Text provided:
********************

Logsearch is unavailable in GovCloud

Incident Report for cloud.gov

Postmortem

What happened

In the cloud.gov GovCloud environment, the system component that collects and stores customer application logs (Logsearch, which powers logs.fr.cloud.gov) unexpectedly stopped working from January 10 at 7:27 pm EST to January 11 at 3:04 pm EST. For approximately 12 hours during that span of time, the system did not store incoming customer application logs for applications in the GovCloud environment.

We apologize for this loss of log data; we deeply understand how important it is to have consistent and continuous logs for all applications and systems.

We’ve analyzed how this outage happened, and we’re working with the maintainers of the relevant open source project (Riemann) to fix a bug that contributed to the data loss, along with improving our alerting and storage systems to be more resilient when faced with unexpected bugs. We’re sharing our analysis below to explain how we’re making sure it doesn’t happen again, and to help maintainers of other systems that use Riemann prevent this issue.

What went wrong

Several days ago, we changed the configuration of the log system in the cloud.gov GovCloud environment (logs.fr.cloud.gov) to increase the number of days of customer application logs that it stores for online customer access. We didn’t realize we needed to also increase the configured storage capacity for log data. A few days later, that log storage system filled up with logs, so it couldn’t accept new logs.

cloud.gov has automatic tests that check whether the system is storing logs, and those tests correctly failed due to the storage system being full. When tests fail, they’re supposed to trigger the monitoring system to send alerts to our team. The monitoring component that should have alerted us had silently crashed because it had an unexpected bug, so it didn’t alert us to this situation.

********************

To do:
A – According to the incident report, for about how many hours did the system fail to store incoming customer application logs?
B – Please copy the incident report's text between "Incident Report for" and "the GovCloud environment.", inclusive.

Recorded data:
********************

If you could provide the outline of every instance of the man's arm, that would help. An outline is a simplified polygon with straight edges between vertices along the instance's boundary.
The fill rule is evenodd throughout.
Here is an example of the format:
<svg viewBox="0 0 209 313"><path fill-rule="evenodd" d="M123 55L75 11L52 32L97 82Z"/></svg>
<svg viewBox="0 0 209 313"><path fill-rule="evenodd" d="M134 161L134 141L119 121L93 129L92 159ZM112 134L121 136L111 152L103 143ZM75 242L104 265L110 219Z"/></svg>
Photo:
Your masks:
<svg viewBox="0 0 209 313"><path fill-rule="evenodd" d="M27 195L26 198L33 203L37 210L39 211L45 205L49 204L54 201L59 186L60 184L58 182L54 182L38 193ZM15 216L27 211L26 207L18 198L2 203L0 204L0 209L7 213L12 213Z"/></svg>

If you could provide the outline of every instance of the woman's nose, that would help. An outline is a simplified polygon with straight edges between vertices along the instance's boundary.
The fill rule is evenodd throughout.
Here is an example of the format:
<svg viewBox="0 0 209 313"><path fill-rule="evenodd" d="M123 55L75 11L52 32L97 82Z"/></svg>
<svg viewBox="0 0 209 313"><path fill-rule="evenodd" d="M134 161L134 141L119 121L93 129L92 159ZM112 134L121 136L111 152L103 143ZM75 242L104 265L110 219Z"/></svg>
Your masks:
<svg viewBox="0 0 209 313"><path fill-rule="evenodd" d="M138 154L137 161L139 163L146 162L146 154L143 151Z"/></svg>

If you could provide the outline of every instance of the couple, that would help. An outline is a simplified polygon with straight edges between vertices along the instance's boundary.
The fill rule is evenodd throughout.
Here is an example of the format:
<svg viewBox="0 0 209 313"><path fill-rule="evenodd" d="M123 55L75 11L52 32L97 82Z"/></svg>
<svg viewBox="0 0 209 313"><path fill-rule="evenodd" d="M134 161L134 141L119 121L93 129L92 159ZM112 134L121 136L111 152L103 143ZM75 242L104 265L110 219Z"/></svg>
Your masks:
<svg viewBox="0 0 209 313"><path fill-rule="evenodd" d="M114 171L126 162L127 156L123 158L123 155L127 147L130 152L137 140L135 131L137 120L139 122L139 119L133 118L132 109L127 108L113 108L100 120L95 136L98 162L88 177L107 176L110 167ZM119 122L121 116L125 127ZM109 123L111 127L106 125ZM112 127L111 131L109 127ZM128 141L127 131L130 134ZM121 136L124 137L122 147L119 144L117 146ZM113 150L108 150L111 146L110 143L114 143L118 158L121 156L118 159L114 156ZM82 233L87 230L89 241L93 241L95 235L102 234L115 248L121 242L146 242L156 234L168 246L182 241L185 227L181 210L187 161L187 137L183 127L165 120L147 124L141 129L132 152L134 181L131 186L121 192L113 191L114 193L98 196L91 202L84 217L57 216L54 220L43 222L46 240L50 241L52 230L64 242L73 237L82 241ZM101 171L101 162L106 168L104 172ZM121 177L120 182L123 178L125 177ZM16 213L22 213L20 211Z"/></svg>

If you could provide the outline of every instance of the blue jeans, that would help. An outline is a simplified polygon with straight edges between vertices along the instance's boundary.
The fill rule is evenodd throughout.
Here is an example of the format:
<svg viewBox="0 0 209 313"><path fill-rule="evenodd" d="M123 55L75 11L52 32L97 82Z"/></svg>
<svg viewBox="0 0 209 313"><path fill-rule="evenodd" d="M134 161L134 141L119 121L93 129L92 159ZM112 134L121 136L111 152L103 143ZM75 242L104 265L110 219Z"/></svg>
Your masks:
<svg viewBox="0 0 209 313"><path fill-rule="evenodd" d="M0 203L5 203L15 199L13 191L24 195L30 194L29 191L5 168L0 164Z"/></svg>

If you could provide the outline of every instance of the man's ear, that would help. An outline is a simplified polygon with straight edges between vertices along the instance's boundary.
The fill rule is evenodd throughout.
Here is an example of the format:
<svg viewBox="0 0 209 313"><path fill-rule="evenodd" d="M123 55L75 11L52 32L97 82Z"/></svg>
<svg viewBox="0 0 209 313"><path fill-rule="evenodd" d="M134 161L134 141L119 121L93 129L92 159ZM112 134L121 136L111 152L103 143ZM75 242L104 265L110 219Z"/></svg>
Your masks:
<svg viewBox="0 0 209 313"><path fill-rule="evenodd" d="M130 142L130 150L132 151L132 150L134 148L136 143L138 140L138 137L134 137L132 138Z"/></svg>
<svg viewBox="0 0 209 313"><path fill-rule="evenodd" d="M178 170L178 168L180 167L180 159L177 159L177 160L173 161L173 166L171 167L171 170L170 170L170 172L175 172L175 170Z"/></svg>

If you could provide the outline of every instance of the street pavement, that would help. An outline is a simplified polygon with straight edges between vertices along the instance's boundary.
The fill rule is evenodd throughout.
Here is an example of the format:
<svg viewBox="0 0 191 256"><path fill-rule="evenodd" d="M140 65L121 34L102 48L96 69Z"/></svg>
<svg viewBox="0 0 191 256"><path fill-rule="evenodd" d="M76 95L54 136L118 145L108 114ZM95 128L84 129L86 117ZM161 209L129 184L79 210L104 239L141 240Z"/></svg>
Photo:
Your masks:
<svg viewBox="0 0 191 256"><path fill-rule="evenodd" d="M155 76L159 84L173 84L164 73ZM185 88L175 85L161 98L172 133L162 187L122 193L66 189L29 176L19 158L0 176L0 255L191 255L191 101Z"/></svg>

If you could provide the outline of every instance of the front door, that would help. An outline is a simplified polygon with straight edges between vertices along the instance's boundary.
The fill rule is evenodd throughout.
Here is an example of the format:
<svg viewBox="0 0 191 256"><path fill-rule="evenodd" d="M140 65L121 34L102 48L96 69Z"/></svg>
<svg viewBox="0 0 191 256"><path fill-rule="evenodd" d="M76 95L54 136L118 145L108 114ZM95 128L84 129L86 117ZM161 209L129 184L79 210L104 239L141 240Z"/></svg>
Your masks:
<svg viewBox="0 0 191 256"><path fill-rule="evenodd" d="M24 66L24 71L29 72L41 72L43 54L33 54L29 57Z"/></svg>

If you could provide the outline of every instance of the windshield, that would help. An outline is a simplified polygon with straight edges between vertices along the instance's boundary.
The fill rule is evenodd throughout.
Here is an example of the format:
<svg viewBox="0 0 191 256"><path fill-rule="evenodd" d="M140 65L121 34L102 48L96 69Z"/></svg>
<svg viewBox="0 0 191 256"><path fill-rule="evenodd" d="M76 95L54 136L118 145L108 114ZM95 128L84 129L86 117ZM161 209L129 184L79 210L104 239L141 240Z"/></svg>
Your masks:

********************

Solved tasks:
A – About 12 hours.

B –
Incident Report for cloud.gov

Postmortem

What happened

In the cloud.gov GovCloud environment, the system component that collects and stores customer application logs (Logsearch, which powers logs.fr.cloud.gov) unexpectedly stopped working from January 10 at 7:27 pm EST to January 11 at 3:04 pm EST. For approximately 12 hours during that span of time, the system did not store incoming customer application logs for applications in the GovCloud environment.